— Exercise objective —
In the records below, return word for word the lines from the one with "Note: pick out the street" up to and including the one with "column 611, row 722".

[Recorded data]
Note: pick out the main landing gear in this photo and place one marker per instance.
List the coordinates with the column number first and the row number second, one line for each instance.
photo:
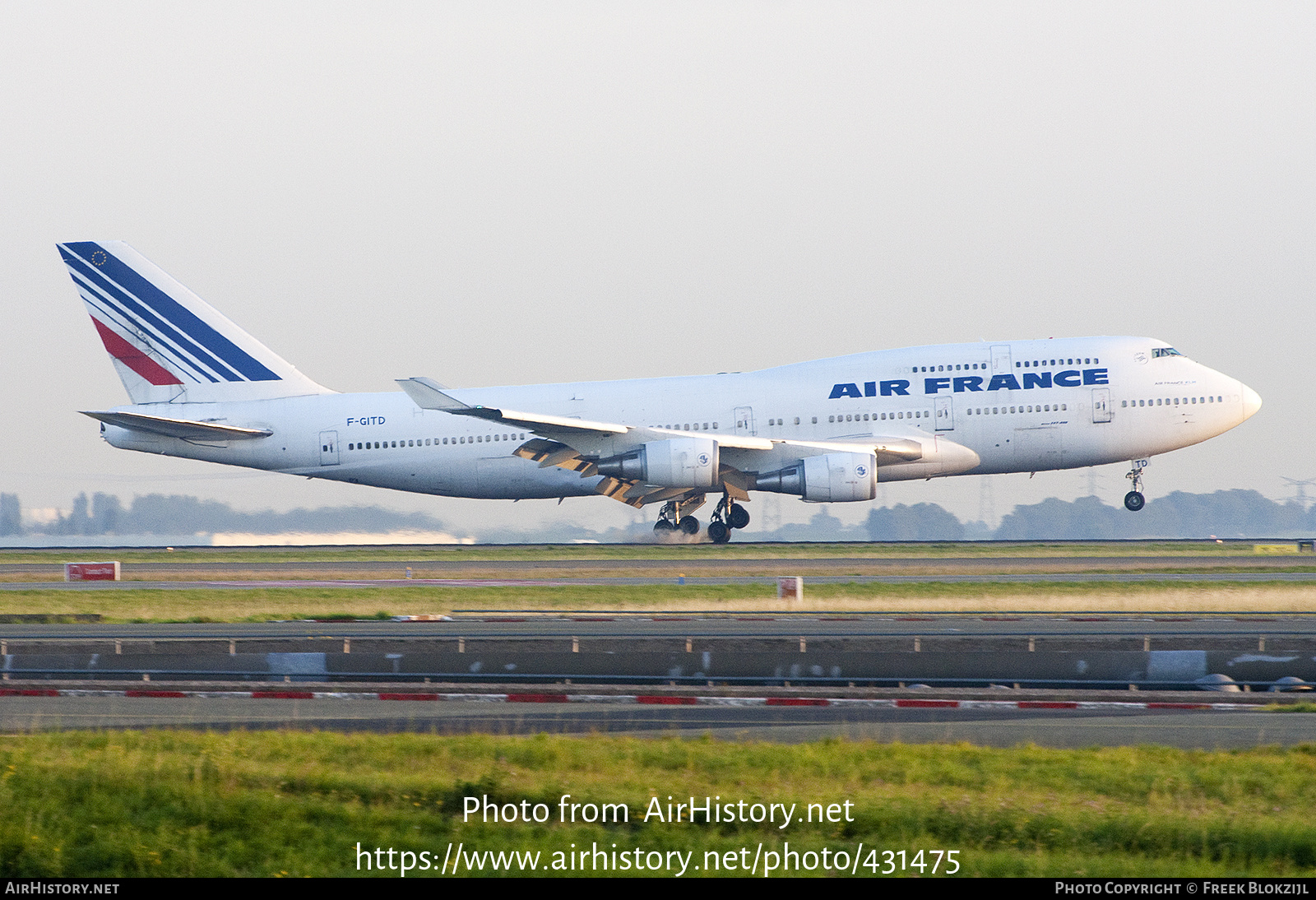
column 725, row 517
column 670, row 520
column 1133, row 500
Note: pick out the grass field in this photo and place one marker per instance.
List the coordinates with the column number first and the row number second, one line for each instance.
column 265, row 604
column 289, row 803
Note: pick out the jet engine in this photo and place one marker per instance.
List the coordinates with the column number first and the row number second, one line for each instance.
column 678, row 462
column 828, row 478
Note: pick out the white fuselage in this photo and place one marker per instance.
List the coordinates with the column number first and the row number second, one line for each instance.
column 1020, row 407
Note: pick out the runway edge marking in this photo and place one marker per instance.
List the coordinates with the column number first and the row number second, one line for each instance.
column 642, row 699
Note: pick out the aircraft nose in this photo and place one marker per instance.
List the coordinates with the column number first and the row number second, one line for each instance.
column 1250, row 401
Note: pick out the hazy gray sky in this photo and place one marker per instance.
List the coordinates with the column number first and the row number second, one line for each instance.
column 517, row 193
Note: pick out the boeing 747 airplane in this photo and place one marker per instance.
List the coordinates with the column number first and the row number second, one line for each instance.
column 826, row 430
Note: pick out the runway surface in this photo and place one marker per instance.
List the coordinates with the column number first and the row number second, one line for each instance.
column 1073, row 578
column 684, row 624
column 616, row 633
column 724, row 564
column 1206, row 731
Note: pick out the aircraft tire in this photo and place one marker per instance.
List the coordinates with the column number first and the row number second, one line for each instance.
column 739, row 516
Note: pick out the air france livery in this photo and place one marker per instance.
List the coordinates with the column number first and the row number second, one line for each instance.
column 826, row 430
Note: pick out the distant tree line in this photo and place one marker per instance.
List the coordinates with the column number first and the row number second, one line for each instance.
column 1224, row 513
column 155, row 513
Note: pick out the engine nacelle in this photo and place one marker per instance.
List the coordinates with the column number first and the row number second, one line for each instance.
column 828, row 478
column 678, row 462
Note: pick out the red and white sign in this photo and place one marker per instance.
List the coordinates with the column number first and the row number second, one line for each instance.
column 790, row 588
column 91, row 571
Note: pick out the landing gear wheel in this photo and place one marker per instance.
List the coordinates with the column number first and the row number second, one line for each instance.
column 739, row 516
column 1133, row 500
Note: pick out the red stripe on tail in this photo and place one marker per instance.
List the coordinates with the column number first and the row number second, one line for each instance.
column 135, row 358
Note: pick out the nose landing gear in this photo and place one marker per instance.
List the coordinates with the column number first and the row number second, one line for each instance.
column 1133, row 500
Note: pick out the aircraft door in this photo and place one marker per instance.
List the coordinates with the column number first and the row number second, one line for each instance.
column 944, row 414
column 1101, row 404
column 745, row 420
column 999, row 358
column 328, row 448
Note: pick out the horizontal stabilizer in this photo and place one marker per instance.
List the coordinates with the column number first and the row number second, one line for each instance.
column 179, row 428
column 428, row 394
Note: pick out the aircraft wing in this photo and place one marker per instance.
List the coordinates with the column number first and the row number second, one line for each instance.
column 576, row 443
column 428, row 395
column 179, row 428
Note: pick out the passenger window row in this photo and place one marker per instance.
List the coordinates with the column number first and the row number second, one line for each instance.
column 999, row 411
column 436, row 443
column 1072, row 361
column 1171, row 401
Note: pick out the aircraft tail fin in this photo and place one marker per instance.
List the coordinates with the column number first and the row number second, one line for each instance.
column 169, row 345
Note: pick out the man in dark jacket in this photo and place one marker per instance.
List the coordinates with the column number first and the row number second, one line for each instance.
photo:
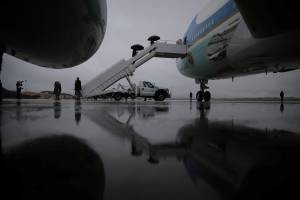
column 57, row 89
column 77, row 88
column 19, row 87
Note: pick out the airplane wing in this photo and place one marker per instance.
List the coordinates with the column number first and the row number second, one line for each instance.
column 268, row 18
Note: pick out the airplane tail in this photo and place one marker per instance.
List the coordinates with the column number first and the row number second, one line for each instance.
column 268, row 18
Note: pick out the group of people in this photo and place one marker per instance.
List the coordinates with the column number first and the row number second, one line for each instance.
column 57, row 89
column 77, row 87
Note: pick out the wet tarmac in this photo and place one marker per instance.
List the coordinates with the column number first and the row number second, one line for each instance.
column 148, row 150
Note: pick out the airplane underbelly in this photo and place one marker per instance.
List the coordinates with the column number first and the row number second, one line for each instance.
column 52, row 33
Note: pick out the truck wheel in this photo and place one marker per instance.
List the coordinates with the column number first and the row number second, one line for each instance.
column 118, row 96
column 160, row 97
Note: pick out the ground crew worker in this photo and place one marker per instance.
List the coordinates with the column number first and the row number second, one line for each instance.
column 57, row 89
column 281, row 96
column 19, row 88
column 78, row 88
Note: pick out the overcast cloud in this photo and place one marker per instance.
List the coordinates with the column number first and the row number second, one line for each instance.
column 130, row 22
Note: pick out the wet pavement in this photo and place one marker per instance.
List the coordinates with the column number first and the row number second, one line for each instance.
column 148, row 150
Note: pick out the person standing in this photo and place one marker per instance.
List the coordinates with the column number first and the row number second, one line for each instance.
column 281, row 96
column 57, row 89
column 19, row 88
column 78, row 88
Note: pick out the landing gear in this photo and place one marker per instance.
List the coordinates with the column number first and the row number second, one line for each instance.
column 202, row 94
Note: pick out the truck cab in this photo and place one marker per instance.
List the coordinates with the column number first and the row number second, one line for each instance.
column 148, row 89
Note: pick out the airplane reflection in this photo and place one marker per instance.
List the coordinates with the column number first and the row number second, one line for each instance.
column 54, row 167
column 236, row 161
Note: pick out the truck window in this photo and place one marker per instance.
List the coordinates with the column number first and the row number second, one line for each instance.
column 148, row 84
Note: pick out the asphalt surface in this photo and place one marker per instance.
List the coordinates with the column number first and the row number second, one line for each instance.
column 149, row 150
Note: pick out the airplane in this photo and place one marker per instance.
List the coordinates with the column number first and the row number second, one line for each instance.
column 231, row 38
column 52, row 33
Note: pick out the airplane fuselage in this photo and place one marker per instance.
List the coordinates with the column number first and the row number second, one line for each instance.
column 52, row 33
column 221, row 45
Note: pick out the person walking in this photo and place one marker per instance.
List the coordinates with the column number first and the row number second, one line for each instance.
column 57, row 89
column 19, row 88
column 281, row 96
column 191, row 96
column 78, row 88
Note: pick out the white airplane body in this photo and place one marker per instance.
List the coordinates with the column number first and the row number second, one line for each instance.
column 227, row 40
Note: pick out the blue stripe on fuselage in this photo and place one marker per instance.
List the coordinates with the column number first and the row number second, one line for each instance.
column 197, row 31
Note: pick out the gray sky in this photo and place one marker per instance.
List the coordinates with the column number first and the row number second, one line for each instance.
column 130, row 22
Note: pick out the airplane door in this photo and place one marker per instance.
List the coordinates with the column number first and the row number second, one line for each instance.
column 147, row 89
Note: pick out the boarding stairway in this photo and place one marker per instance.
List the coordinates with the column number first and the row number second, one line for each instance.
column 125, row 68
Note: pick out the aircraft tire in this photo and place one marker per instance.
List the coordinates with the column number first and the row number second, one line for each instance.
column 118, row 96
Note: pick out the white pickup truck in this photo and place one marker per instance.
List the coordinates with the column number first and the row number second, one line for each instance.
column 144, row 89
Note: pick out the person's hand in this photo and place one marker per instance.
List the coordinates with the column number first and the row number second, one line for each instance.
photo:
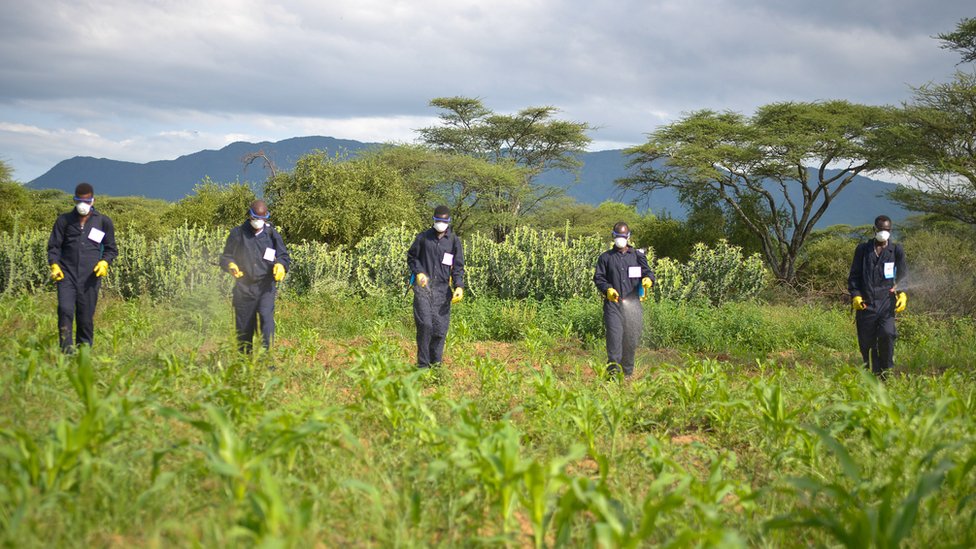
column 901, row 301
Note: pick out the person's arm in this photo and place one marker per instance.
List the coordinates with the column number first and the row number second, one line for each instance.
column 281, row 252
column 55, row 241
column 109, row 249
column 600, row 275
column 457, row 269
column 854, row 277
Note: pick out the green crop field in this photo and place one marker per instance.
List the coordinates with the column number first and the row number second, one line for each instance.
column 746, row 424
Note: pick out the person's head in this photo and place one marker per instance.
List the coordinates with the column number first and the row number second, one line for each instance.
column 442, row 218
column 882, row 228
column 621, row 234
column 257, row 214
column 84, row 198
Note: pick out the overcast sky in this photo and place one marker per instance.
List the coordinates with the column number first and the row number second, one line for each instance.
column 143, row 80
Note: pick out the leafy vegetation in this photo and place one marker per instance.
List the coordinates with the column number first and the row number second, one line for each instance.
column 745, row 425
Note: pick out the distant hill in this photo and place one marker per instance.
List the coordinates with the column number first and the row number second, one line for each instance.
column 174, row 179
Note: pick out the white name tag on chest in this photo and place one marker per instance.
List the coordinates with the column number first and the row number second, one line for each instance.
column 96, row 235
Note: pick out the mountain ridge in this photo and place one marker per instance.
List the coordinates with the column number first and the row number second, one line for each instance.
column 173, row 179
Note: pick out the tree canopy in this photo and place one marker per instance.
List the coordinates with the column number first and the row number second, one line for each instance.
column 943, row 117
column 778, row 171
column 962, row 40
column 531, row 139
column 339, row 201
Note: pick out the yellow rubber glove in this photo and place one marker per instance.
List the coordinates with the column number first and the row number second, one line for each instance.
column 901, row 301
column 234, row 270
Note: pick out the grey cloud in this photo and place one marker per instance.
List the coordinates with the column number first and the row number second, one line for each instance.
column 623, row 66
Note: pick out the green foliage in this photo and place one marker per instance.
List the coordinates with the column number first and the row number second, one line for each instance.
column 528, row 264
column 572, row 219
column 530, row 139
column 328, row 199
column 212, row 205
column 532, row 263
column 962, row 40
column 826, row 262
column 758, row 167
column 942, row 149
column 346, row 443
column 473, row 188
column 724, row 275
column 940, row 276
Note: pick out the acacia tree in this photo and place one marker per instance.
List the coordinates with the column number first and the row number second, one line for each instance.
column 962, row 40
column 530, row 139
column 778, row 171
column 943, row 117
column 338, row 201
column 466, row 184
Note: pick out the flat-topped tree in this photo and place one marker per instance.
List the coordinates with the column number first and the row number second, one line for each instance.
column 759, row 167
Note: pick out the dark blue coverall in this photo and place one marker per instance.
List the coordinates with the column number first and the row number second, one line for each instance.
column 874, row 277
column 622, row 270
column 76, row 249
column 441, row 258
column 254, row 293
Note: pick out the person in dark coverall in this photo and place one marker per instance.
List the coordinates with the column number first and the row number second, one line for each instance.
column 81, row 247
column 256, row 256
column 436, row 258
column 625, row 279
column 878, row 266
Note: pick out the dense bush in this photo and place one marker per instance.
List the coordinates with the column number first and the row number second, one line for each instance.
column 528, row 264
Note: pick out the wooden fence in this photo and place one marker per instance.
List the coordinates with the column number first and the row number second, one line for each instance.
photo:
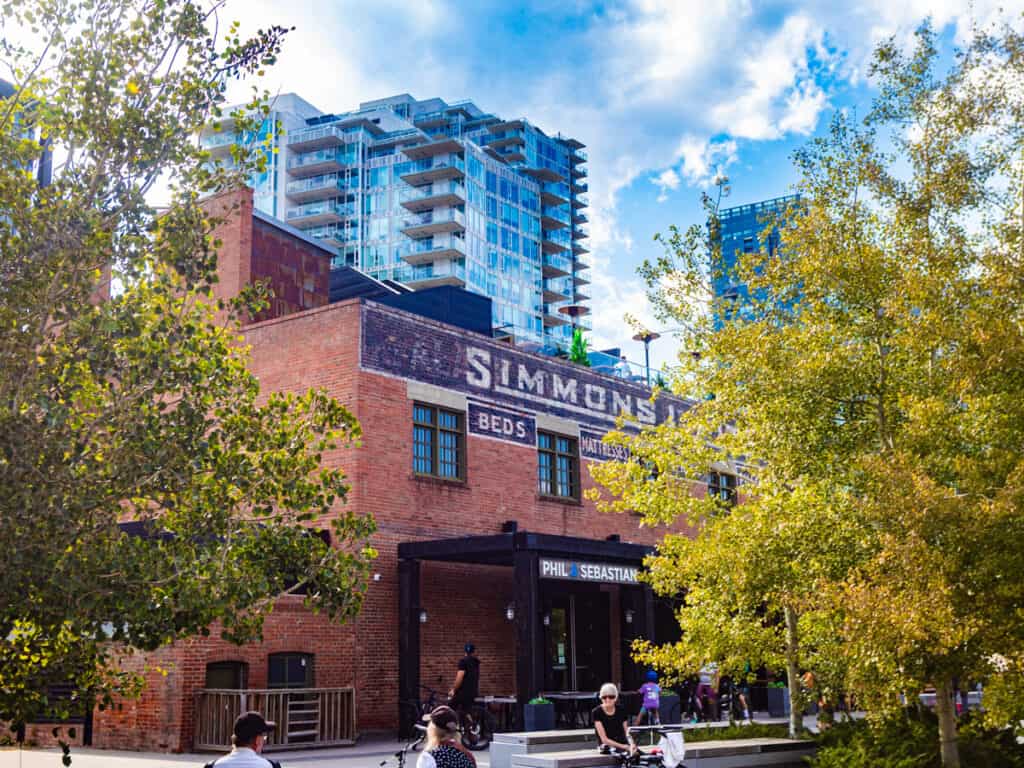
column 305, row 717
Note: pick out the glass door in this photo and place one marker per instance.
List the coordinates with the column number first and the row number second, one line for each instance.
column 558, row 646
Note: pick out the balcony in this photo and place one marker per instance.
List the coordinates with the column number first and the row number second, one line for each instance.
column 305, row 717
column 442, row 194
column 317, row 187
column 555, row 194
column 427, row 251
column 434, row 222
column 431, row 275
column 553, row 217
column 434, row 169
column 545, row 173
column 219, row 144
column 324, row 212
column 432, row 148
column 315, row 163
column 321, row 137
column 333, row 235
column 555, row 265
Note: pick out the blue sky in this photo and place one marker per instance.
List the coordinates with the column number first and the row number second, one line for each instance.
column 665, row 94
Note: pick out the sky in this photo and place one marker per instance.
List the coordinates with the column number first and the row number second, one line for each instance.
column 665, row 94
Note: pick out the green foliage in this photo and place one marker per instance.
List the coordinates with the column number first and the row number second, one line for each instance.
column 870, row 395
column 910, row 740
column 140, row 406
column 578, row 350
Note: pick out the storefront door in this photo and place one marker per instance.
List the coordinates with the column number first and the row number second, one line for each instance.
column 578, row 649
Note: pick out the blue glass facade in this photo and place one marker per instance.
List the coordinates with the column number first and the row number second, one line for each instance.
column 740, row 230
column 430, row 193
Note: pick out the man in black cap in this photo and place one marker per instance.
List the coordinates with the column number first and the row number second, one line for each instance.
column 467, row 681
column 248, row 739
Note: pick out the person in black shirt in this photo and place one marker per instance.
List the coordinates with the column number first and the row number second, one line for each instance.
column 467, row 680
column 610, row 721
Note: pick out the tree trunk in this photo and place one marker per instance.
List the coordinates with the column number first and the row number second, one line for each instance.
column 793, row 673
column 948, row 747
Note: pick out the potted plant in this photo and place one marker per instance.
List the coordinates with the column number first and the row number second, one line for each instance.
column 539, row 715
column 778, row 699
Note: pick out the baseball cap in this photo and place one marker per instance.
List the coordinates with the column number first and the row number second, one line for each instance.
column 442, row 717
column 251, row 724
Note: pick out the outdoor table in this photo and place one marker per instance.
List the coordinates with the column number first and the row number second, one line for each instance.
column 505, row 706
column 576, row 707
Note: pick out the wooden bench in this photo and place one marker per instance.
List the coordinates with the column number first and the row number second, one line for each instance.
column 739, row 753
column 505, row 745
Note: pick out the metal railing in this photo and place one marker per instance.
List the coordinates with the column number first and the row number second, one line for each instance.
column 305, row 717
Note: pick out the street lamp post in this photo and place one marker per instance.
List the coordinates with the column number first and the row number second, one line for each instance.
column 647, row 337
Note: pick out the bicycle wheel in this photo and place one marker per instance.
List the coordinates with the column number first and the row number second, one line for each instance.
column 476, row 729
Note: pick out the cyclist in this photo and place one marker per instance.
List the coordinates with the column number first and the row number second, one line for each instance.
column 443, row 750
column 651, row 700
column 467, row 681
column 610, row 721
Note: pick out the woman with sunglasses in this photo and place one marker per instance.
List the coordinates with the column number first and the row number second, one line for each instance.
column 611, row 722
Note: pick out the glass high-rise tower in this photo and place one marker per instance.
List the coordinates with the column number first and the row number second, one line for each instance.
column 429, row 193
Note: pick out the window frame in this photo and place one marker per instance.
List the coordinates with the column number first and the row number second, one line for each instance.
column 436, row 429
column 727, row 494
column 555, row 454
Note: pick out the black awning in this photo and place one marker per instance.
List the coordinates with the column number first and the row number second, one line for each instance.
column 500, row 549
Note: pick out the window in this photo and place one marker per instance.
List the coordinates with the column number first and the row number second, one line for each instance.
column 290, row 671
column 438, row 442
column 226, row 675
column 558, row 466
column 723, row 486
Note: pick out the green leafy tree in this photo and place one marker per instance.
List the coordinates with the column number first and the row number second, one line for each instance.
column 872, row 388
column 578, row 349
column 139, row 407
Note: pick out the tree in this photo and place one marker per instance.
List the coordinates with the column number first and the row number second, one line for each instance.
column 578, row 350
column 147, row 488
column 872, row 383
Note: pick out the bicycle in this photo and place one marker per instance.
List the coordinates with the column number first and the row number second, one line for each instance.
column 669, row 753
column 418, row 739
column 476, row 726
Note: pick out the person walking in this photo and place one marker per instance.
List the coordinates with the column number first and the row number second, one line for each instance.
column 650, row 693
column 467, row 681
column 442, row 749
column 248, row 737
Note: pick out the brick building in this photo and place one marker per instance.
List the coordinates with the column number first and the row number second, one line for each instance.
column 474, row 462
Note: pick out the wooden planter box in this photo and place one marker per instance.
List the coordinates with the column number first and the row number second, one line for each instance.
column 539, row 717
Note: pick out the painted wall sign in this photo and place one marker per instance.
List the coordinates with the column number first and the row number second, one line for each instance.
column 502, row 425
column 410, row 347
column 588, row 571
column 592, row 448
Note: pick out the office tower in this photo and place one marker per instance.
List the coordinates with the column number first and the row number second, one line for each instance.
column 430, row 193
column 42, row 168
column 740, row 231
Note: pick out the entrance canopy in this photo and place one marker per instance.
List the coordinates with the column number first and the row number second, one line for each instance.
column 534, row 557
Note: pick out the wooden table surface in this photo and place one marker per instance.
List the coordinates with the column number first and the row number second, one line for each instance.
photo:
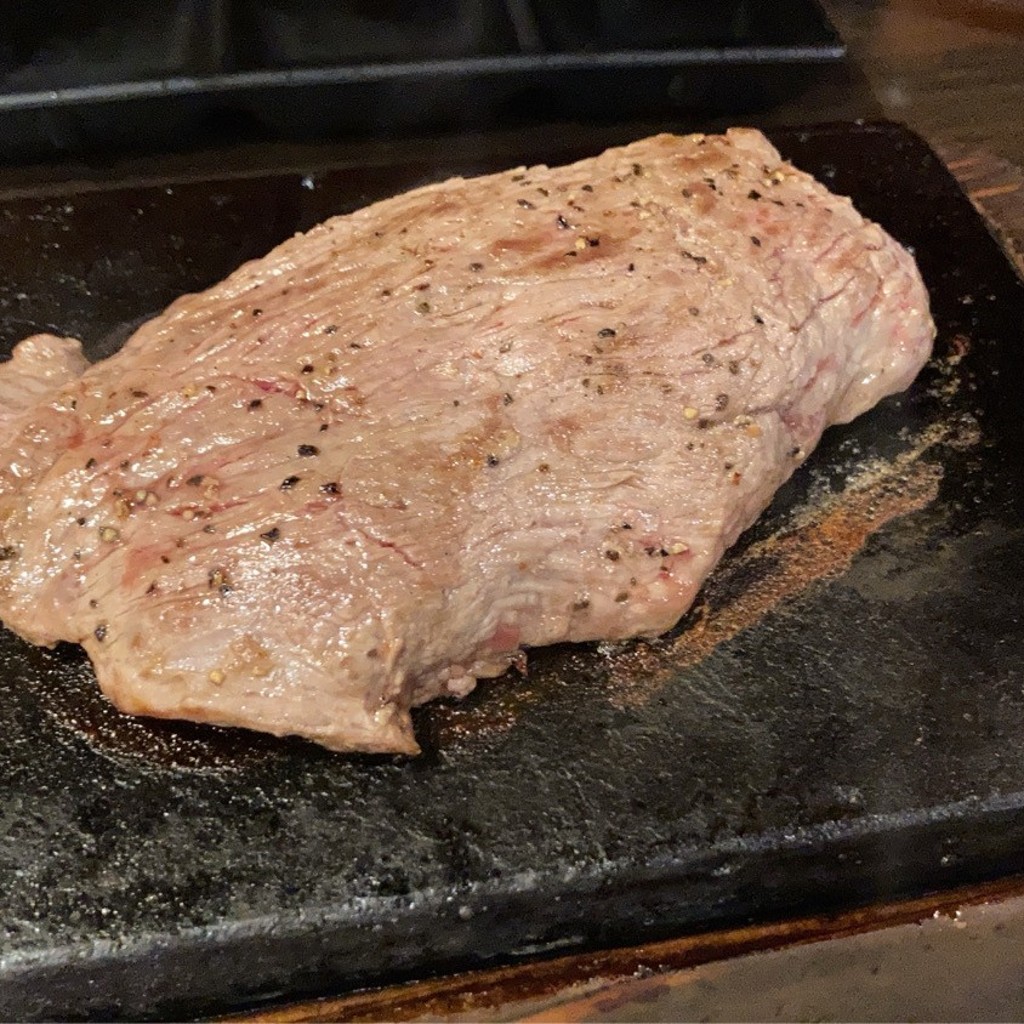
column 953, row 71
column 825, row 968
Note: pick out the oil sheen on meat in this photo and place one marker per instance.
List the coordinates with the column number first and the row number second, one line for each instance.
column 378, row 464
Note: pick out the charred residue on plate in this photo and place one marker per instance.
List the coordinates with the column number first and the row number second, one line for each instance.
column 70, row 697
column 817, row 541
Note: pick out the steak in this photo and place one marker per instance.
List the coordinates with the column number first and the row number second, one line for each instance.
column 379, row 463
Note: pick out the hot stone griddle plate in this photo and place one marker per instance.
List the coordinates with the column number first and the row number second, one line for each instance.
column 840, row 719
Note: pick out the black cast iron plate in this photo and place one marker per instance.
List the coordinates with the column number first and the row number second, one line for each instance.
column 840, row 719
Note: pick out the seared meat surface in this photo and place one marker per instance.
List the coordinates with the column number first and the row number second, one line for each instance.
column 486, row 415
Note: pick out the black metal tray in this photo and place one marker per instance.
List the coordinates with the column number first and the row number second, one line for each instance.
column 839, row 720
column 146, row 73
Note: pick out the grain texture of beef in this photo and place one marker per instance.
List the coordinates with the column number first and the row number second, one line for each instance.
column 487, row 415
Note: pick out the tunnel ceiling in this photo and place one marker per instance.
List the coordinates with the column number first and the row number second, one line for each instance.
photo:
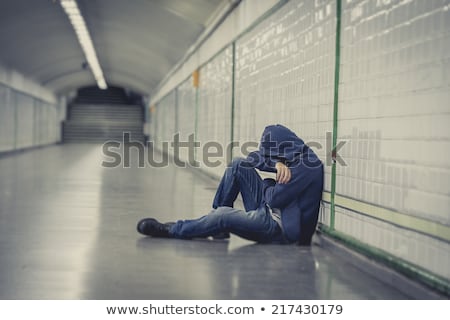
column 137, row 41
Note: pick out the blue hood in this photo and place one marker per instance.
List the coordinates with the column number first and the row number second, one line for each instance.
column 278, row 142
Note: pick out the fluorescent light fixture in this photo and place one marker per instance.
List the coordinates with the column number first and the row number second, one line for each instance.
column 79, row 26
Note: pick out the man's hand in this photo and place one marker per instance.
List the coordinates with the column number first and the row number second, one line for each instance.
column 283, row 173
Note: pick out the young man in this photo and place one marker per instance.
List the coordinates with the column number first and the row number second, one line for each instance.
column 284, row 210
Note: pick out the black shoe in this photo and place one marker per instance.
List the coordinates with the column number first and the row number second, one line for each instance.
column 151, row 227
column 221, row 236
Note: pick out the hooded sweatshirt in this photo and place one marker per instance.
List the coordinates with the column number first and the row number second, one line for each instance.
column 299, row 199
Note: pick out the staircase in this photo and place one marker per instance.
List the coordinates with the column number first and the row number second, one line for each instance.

— Completed task —
Note: pick out the street lamp post in this photo and place one marker per instance.
List the coordinates with the column number first and the row number second, one line for each instance.
column 647, row 337
Note: pick out the bicycle wheel in this photo and place one marker per instance.
List the coordinates with the column number first and the row number second, one line for each instance.
column 476, row 729
Note: pick out the cyclist in this photo and place one marker per instance.
List the coordinates with the column number first and the row number second, one line for each instance.
column 443, row 750
column 651, row 700
column 467, row 681
column 610, row 721
Note: pick out the woman with sunglasses in this photo and place one marker per instance.
List the coordinates with the column number first and the row number second, one line for each instance.
column 611, row 722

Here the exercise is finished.